DO THIS: Turn each line of the items below into a numbered list, skipping any blank lines.

[Outline annotation records]

______

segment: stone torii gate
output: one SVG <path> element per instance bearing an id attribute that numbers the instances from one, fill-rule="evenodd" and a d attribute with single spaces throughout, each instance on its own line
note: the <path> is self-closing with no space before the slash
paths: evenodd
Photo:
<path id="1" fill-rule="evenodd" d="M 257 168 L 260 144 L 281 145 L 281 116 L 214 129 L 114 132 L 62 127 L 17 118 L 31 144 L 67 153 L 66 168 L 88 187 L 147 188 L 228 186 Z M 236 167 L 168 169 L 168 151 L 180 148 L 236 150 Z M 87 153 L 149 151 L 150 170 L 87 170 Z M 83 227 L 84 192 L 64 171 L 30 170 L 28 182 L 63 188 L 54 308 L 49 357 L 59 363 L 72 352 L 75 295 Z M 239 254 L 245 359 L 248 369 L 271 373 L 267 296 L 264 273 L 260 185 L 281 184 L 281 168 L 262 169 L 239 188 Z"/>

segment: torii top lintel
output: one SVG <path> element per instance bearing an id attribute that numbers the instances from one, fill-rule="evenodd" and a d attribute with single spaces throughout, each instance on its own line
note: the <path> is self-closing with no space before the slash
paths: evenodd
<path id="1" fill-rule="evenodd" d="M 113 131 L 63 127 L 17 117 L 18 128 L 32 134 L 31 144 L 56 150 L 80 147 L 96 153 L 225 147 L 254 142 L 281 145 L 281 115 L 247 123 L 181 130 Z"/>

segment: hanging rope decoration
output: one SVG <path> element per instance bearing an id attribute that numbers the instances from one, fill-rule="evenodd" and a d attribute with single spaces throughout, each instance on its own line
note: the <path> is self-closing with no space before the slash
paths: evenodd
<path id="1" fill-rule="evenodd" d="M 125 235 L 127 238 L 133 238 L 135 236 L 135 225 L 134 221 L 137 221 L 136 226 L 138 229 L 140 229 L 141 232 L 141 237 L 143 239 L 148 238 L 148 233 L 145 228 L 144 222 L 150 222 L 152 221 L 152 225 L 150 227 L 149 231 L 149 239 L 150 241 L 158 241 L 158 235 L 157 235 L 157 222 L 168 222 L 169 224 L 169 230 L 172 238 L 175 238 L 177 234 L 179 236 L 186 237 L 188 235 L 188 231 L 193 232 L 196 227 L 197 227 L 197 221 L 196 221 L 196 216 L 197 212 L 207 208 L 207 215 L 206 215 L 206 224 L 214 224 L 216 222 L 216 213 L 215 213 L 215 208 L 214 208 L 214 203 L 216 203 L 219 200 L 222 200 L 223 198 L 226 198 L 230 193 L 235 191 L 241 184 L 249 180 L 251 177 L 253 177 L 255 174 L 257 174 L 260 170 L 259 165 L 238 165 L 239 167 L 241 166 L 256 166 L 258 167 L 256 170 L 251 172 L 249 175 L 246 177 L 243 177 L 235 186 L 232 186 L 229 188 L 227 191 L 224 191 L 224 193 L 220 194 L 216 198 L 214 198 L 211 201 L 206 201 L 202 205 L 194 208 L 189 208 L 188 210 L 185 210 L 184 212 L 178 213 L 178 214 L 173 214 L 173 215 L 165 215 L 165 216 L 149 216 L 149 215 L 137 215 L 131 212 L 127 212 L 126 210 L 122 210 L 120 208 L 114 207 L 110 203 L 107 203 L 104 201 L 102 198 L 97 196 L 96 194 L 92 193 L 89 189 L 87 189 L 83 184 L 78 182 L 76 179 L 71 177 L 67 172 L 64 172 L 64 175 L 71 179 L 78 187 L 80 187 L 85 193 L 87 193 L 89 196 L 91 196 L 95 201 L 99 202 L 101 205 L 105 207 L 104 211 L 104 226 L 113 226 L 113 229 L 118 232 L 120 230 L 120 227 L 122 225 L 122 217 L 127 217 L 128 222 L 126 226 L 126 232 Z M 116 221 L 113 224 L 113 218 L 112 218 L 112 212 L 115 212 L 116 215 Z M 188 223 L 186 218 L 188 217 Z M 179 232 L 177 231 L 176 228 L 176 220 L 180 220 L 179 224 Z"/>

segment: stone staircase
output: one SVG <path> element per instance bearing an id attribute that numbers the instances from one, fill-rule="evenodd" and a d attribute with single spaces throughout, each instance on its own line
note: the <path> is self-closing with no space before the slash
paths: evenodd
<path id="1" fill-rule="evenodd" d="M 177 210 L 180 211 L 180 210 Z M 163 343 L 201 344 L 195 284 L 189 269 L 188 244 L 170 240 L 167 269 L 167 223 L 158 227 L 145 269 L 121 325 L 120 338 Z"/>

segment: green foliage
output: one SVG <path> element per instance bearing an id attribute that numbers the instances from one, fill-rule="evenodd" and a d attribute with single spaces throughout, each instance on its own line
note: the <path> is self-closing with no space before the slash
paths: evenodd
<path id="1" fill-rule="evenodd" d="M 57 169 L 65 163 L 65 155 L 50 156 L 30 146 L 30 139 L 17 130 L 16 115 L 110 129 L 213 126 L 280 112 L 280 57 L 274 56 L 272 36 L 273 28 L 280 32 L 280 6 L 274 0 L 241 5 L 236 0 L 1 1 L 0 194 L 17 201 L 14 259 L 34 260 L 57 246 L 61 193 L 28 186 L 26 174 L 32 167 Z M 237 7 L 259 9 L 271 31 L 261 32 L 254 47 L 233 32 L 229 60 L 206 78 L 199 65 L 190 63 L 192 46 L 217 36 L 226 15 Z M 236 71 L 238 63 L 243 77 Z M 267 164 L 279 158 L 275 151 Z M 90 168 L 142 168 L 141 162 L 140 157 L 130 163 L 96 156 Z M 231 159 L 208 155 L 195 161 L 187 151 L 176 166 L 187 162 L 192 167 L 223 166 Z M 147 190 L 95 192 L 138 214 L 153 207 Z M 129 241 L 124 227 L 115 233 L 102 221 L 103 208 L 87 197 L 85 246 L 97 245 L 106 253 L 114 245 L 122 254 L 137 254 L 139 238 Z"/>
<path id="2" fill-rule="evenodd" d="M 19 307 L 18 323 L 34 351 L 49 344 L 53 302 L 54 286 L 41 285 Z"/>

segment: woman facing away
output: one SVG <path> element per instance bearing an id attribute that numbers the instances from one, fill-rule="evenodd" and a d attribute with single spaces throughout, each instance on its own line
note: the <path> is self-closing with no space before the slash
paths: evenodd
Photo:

______

ANSWER TO THE PROBLEM:
1. segment: stone torii gate
2. output: one SVG <path> element per instance bearing an id attribute that numbers the instances from one, fill-rule="evenodd" and a d attribute with single spaces throughout, each instance on its own line
3. note: the <path> is self-closing with no space before the slash
4. paths: evenodd
5. Photo:
6. <path id="1" fill-rule="evenodd" d="M 257 168 L 260 144 L 281 145 L 281 116 L 214 129 L 114 132 L 62 127 L 17 118 L 31 144 L 67 153 L 66 168 L 88 187 L 147 188 L 228 186 Z M 236 167 L 168 169 L 168 151 L 180 148 L 236 150 Z M 87 153 L 149 151 L 150 170 L 87 170 Z M 83 227 L 84 192 L 64 171 L 30 170 L 28 182 L 63 188 L 54 308 L 49 357 L 59 363 L 72 352 L 75 295 Z M 239 254 L 245 359 L 248 369 L 271 373 L 267 296 L 264 273 L 260 185 L 281 184 L 281 168 L 262 169 L 239 188 Z"/>
7. segment: torii top lintel
8. output: one SVG <path> element per instance bearing an id attribute that numbers the instances from one, fill-rule="evenodd" and a d attribute with single spaces throughout, each instance on its own line
9. note: the <path> is self-closing with no space before the slash
10. paths: evenodd
11. <path id="1" fill-rule="evenodd" d="M 113 131 L 63 127 L 17 117 L 18 128 L 32 134 L 31 144 L 56 150 L 80 147 L 96 153 L 225 147 L 254 142 L 281 145 L 281 115 L 247 123 L 181 130 Z"/>
12. segment: hanging rope decoration
13. output: one SVG <path> element per instance bearing an id attribute that numbers the instances from one, fill-rule="evenodd" and a d attribute with single spaces throughout, each instance on its own line
14. note: the <path> is self-closing with no space before the slash
15. paths: evenodd
16. <path id="1" fill-rule="evenodd" d="M 125 235 L 127 238 L 133 238 L 135 236 L 135 225 L 134 221 L 137 221 L 136 226 L 138 229 L 140 229 L 141 232 L 141 237 L 143 239 L 148 238 L 148 233 L 145 228 L 144 222 L 150 222 L 152 221 L 152 225 L 150 227 L 149 231 L 149 239 L 150 241 L 158 241 L 158 235 L 157 235 L 157 222 L 168 222 L 169 224 L 169 230 L 172 238 L 175 238 L 177 234 L 179 236 L 186 237 L 188 235 L 188 231 L 193 232 L 196 227 L 197 227 L 197 221 L 196 221 L 196 216 L 197 212 L 207 208 L 207 215 L 206 215 L 206 224 L 214 224 L 216 222 L 216 213 L 215 213 L 215 208 L 214 208 L 214 203 L 216 203 L 219 200 L 222 200 L 223 198 L 226 198 L 230 193 L 235 191 L 241 184 L 249 180 L 251 177 L 253 177 L 255 174 L 257 174 L 260 170 L 259 165 L 238 165 L 239 167 L 241 166 L 256 166 L 258 167 L 256 170 L 251 172 L 249 175 L 246 177 L 243 177 L 235 186 L 232 186 L 229 188 L 227 191 L 224 191 L 224 193 L 220 194 L 216 198 L 214 198 L 211 201 L 206 201 L 202 205 L 194 208 L 189 208 L 188 210 L 185 210 L 184 212 L 178 213 L 178 214 L 173 214 L 173 215 L 165 215 L 165 216 L 149 216 L 149 215 L 137 215 L 131 212 L 127 212 L 126 210 L 122 210 L 120 208 L 114 207 L 110 203 L 107 203 L 104 201 L 102 198 L 97 196 L 96 194 L 92 193 L 89 189 L 87 189 L 83 184 L 78 182 L 76 179 L 71 177 L 67 172 L 64 172 L 64 175 L 71 179 L 78 187 L 80 187 L 85 193 L 87 193 L 89 196 L 91 196 L 95 201 L 99 202 L 101 205 L 105 207 L 104 211 L 104 226 L 113 226 L 113 229 L 118 232 L 120 230 L 120 227 L 122 225 L 122 217 L 127 217 L 128 222 L 126 226 L 126 232 Z M 116 221 L 113 224 L 113 218 L 112 218 L 112 212 L 115 212 L 116 215 Z M 188 223 L 186 218 L 188 217 Z M 179 232 L 177 231 L 176 228 L 176 220 L 180 220 L 179 224 Z"/>
17. segment: stone staircase
18. output: one SVG <path> element per instance bearing an id attribute that numbers the instances from one, fill-rule="evenodd" and a d attribute with single spaces throughout, each instance on its own line
19. note: the <path> is self-closing with no space before the slash
20. paths: evenodd
21. <path id="1" fill-rule="evenodd" d="M 177 210 L 180 211 L 180 210 Z M 163 343 L 201 344 L 195 284 L 189 269 L 188 244 L 170 240 L 167 269 L 167 223 L 158 227 L 145 269 L 121 325 L 120 338 Z"/>
22. segment: green foliage
23. output: one SVG <path> element per instance bearing an id attribute that numbers the instances from one, fill-rule="evenodd" and a d attribute with single spaces throughout, each instance on its own line
24. note: the <path> is self-closing with no space before the slash
25. paths: evenodd
26. <path id="1" fill-rule="evenodd" d="M 57 169 L 65 163 L 65 155 L 50 156 L 30 146 L 30 139 L 17 130 L 16 115 L 110 129 L 213 126 L 280 112 L 280 57 L 274 56 L 272 36 L 273 28 L 280 32 L 280 6 L 274 0 L 241 5 L 236 0 L 1 1 L 0 194 L 17 201 L 14 259 L 34 260 L 57 246 L 61 193 L 28 186 L 26 174 L 32 167 Z M 237 7 L 259 9 L 271 31 L 261 32 L 254 47 L 233 32 L 229 60 L 206 78 L 199 65 L 190 63 L 192 46 L 217 36 L 226 15 Z M 236 71 L 238 63 L 243 77 Z M 267 164 L 279 158 L 275 151 Z M 90 168 L 142 168 L 141 162 L 140 157 L 130 163 L 96 156 Z M 231 159 L 208 155 L 195 161 L 187 151 L 176 166 L 187 162 L 192 167 L 223 166 Z M 147 190 L 95 192 L 138 214 L 153 207 Z M 129 241 L 124 227 L 115 233 L 102 221 L 103 208 L 87 197 L 85 246 L 97 245 L 106 253 L 114 245 L 122 254 L 137 254 L 139 238 Z"/>
27. <path id="2" fill-rule="evenodd" d="M 19 307 L 18 323 L 34 351 L 49 344 L 53 302 L 54 286 L 41 285 Z"/>
28. segment: woman facing away
29. output: one SVG <path> element per instance bearing an id attribute that numbers the instances from one, fill-rule="evenodd" and a d attribute with single spaces throughout, each instance on its own line
30. note: the <path> is self-closing with no space before the slash
31. paths: evenodd
32. Photo:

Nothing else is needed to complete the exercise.